Records of labeled points
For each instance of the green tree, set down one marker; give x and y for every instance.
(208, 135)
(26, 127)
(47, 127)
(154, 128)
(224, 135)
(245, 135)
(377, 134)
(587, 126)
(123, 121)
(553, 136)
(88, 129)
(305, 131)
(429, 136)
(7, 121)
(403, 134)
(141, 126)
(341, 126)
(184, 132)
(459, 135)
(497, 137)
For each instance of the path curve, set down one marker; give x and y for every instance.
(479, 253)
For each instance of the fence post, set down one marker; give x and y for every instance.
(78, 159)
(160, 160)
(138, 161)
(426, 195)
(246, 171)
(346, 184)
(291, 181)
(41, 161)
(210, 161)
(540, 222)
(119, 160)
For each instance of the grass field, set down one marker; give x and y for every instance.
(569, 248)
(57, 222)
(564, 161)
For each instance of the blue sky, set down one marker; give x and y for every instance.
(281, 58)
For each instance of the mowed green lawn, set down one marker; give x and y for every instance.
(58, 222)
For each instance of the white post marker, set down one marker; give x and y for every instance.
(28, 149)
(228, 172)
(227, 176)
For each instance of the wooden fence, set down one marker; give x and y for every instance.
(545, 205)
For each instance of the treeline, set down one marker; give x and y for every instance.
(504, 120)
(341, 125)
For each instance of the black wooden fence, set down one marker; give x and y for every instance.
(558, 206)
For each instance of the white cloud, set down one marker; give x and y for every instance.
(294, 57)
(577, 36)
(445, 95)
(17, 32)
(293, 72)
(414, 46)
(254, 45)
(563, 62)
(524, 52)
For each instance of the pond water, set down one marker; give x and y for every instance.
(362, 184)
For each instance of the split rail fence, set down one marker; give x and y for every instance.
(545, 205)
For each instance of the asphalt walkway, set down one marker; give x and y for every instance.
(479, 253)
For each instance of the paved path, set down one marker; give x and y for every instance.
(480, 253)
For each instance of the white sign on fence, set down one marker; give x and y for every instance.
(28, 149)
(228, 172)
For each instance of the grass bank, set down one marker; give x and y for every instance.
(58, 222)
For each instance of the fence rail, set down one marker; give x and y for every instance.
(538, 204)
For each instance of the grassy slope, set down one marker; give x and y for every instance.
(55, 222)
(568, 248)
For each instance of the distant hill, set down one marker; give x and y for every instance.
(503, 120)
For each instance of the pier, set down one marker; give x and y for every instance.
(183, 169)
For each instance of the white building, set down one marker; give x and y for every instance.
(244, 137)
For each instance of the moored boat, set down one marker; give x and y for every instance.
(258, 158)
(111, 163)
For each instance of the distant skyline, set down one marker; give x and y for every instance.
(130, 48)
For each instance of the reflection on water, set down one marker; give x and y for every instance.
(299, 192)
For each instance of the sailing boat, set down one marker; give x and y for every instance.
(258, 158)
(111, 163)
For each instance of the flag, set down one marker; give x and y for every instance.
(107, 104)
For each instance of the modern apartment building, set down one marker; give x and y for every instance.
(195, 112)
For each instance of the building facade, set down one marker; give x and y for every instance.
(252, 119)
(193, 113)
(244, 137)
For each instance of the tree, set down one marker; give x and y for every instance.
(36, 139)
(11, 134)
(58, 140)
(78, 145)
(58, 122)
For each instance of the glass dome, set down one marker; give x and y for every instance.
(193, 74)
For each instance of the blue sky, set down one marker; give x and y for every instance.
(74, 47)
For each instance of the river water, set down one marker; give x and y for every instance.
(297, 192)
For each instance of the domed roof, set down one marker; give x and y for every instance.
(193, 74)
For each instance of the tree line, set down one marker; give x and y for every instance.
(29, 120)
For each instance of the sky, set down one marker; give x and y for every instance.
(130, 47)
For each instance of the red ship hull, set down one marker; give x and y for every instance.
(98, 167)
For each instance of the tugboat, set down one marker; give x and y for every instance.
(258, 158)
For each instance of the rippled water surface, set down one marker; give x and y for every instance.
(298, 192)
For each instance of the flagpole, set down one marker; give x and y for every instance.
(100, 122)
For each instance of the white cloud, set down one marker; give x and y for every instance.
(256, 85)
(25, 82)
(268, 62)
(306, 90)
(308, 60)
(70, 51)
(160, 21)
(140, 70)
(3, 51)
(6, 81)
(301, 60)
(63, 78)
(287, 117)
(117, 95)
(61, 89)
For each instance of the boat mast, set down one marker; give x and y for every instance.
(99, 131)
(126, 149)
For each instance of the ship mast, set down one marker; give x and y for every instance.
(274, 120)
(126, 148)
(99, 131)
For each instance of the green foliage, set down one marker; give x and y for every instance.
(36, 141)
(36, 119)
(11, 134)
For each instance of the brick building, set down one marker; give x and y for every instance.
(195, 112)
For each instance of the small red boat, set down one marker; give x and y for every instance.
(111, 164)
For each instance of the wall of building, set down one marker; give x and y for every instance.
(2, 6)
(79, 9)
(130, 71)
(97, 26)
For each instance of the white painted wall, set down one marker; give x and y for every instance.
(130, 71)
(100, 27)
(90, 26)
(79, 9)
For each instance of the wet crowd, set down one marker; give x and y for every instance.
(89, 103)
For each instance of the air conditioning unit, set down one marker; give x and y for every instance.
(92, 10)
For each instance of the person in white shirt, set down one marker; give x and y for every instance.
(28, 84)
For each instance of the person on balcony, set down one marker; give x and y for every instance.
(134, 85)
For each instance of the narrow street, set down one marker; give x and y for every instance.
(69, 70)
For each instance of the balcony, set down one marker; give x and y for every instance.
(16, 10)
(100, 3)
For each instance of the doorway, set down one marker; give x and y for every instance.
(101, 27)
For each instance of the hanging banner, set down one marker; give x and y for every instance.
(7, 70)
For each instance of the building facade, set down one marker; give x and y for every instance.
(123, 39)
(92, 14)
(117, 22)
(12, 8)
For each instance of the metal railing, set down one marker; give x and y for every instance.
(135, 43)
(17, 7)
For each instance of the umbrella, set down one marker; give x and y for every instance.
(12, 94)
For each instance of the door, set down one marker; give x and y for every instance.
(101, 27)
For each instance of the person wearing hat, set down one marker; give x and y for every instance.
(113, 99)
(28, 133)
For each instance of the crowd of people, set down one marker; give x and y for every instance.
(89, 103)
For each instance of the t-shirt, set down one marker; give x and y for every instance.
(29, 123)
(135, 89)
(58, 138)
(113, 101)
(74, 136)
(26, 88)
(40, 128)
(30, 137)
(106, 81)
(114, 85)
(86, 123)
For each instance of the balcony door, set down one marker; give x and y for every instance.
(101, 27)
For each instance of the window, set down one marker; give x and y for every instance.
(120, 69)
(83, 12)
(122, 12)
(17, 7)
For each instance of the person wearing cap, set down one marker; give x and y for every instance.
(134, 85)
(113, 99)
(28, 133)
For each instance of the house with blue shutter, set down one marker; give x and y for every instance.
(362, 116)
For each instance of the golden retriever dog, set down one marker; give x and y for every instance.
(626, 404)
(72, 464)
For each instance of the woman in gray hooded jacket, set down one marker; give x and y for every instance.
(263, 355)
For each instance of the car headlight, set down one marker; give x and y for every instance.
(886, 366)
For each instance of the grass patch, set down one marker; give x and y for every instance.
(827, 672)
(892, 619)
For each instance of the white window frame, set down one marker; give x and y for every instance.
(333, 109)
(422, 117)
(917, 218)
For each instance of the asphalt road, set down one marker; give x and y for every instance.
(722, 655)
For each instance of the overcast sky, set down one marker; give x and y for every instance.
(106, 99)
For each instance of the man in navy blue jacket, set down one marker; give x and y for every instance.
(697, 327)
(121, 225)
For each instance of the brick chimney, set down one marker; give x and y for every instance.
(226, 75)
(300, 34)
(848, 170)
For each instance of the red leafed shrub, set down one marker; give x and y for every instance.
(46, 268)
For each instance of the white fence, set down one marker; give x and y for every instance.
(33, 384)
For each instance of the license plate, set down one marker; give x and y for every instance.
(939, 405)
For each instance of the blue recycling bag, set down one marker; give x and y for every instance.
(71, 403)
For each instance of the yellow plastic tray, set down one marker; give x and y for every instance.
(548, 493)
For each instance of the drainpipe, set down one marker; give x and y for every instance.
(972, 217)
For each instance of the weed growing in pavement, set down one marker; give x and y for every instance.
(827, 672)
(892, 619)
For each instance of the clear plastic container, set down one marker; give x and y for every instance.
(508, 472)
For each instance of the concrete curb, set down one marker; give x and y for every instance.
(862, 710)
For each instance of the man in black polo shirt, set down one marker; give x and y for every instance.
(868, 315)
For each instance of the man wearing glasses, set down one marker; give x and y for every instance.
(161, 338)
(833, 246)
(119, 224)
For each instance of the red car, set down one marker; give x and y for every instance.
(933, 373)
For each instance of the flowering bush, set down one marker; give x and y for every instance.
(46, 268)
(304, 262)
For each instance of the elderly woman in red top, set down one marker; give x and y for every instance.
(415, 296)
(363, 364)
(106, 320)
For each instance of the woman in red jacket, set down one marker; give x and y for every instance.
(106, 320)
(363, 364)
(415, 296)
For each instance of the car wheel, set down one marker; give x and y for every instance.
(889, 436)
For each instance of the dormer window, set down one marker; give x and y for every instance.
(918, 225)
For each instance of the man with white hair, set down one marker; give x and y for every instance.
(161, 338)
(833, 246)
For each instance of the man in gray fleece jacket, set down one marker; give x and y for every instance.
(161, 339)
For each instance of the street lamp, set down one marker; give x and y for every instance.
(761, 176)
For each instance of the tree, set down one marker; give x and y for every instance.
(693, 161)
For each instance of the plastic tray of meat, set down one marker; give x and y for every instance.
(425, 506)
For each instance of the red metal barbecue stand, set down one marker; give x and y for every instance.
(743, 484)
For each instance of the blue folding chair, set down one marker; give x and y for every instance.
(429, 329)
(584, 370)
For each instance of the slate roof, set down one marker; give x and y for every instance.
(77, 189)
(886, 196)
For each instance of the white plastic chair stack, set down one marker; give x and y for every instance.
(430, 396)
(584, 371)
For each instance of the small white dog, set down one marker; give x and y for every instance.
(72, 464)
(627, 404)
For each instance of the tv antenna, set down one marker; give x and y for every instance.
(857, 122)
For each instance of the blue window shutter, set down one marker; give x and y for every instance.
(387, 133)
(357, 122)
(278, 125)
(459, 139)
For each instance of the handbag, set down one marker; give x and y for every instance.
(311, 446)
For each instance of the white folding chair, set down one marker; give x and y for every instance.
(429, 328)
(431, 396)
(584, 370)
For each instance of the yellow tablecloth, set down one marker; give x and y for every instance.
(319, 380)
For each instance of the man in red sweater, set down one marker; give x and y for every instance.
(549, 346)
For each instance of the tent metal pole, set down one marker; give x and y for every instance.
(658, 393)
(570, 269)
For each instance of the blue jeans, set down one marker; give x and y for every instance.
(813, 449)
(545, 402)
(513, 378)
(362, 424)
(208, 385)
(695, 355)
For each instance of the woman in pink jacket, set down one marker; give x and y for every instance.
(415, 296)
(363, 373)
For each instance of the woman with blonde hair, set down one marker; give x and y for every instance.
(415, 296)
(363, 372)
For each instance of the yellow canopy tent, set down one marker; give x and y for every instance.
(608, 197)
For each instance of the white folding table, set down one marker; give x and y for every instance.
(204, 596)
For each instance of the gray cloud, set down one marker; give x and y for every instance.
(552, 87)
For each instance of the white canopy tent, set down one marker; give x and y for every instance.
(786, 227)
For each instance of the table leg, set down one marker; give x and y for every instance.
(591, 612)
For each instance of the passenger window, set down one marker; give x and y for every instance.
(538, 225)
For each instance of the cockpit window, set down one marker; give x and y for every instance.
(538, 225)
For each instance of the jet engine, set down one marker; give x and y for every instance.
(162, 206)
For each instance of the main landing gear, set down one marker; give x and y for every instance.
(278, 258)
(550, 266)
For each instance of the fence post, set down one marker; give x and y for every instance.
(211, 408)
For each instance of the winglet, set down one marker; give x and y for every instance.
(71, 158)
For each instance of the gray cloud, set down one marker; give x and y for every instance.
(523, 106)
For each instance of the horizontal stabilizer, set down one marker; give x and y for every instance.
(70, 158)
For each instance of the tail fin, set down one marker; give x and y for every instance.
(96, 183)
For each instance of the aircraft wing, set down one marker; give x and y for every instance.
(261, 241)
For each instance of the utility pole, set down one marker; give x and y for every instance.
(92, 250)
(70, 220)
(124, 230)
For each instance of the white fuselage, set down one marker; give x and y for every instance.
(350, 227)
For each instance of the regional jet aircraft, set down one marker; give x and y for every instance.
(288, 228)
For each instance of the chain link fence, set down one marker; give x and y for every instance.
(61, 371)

▶ _SET PROBLEM_:
Please quote nothing but the lines from the line with "For each instance of the winglet, set" through the end of the data above, exactly as written, ends included.

▶ _OUTPUT OF THE TASK_:
For each instance of the winglet, set down one marker; give x and y for every instance.
(71, 158)
For each instance of the gray cloud, set down one marker; give x and y for every instance.
(523, 106)
For each instance of the horizontal stabilizer, set down one marker; give x and y for every instance.
(70, 158)
For each instance of the tail fin, set down one marker; give x and y for every instance.
(96, 183)
For each instance of the aircraft wing, set down one marker; give x and y for every instance.
(261, 241)
For each instance of the utility pole, set down one marker; give x and y for every instance.
(92, 250)
(70, 220)
(124, 230)
For each instance of the white fuselage, set down one marker; give x and y for every instance.
(350, 227)
For each instance of the regional jet aircraft, set down one marker; give x and y for every instance.
(288, 228)
For each instance of the chain link fence, set down one marker; give x and y for every instance.
(61, 371)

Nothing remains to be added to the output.